### What you are asked to do
From the line with "the white gravel" down to the final line of the material below, quote every line exactly and leave out all lines before it.

[Items from a data source]

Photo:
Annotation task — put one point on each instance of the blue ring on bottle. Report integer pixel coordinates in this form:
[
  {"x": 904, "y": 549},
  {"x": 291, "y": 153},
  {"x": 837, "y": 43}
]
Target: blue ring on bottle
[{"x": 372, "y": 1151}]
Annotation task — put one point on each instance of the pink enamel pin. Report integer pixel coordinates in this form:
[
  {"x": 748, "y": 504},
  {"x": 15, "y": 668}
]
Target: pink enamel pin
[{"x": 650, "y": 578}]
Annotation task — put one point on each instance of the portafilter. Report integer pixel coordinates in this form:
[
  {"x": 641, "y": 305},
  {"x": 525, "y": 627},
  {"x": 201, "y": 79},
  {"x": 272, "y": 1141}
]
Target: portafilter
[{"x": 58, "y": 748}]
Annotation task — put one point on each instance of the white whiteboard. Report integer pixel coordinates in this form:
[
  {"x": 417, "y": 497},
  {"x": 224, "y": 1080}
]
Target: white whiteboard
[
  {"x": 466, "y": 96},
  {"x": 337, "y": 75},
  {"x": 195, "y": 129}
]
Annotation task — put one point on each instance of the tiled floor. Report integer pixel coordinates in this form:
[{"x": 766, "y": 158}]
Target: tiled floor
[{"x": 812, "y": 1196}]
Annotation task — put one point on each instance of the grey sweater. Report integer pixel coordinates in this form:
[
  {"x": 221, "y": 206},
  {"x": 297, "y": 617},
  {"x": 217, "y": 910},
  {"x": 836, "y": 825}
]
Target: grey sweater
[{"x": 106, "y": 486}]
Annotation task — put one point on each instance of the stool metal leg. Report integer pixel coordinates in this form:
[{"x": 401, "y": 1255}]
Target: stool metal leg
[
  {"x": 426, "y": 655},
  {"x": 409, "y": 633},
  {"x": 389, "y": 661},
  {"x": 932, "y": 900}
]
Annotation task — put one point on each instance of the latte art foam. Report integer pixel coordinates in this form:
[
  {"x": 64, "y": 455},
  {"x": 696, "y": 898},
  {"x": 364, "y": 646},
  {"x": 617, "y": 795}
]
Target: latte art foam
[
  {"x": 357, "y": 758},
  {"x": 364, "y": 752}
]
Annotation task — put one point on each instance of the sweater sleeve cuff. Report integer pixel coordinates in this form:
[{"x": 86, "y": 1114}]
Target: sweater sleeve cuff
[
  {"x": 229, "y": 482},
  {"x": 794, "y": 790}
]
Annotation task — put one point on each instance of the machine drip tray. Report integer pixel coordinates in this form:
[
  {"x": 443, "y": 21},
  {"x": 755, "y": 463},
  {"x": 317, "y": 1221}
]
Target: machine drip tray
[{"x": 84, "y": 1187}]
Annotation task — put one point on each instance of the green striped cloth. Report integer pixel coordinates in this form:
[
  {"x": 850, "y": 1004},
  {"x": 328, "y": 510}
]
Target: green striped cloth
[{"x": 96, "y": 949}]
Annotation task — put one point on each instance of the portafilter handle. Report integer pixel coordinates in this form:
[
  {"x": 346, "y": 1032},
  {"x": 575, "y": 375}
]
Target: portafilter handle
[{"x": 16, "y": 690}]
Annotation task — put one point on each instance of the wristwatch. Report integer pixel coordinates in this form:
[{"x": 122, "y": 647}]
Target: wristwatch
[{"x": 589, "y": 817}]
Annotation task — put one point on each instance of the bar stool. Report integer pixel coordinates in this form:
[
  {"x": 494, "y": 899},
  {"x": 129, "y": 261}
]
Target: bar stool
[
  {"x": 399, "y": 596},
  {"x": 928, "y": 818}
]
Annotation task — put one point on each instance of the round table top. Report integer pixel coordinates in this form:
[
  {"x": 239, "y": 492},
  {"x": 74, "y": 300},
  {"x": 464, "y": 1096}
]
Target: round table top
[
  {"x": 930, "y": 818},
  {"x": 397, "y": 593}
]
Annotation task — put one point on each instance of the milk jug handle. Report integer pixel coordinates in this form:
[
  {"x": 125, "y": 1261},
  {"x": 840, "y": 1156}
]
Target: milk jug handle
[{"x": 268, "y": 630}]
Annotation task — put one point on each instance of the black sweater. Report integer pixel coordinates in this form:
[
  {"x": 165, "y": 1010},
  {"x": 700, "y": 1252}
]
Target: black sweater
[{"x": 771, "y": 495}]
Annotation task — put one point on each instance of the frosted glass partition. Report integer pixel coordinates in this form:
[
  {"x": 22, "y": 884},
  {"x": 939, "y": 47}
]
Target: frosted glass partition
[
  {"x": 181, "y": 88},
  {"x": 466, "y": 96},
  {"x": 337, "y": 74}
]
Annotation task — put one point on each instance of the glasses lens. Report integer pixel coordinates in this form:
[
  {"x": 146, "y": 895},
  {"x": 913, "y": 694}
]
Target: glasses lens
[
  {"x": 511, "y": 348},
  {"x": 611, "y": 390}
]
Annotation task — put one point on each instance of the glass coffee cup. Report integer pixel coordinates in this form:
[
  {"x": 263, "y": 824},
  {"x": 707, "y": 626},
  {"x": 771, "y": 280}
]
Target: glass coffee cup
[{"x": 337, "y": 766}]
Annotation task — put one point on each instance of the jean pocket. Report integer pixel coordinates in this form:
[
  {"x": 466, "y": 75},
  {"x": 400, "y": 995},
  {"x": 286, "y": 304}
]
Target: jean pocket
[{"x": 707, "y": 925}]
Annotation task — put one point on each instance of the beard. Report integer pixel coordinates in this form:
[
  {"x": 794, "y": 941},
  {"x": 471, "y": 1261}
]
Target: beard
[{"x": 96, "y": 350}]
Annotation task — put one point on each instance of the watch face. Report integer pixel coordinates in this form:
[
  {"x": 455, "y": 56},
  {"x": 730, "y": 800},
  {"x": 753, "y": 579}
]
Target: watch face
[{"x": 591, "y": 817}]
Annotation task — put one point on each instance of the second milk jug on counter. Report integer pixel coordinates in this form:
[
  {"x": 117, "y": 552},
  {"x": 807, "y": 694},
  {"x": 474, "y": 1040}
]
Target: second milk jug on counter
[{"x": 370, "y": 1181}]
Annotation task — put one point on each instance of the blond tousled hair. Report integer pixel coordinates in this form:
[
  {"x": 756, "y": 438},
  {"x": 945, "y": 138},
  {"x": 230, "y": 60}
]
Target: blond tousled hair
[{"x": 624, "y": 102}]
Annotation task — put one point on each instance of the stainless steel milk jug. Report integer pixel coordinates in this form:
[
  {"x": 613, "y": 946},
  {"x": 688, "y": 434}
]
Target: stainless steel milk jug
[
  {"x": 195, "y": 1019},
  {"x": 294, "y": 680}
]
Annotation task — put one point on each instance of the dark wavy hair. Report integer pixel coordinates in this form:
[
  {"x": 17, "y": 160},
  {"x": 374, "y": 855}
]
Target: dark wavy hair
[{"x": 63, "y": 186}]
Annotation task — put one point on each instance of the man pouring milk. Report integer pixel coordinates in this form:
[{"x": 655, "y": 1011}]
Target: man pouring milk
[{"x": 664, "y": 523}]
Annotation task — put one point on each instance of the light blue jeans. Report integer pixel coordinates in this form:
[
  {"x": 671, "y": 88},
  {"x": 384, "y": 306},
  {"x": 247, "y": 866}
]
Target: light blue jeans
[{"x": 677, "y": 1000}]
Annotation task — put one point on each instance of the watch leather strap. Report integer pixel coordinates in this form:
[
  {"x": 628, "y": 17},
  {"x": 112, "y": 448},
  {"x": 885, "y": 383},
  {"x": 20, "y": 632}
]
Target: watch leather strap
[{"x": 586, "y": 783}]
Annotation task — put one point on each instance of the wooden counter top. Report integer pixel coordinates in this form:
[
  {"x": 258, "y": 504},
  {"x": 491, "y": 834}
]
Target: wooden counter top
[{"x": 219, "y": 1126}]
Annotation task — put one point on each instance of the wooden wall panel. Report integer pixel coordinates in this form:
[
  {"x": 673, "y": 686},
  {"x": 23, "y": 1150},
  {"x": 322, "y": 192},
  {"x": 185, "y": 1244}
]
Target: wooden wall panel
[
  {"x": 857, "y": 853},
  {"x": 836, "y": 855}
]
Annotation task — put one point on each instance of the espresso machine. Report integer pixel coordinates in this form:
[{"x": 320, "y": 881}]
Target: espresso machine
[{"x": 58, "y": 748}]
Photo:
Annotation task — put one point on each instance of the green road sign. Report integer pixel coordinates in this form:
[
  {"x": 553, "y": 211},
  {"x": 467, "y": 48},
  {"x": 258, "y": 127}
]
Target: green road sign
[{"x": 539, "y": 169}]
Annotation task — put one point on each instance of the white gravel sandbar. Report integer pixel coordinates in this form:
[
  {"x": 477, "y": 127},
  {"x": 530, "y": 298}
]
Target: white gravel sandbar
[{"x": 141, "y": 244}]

### Response below
Annotation task — put one point on each instance of the white gravel sandbar. Report integer pixel coordinates in this form:
[
  {"x": 477, "y": 127},
  {"x": 530, "y": 298}
]
Target: white gravel sandbar
[{"x": 141, "y": 244}]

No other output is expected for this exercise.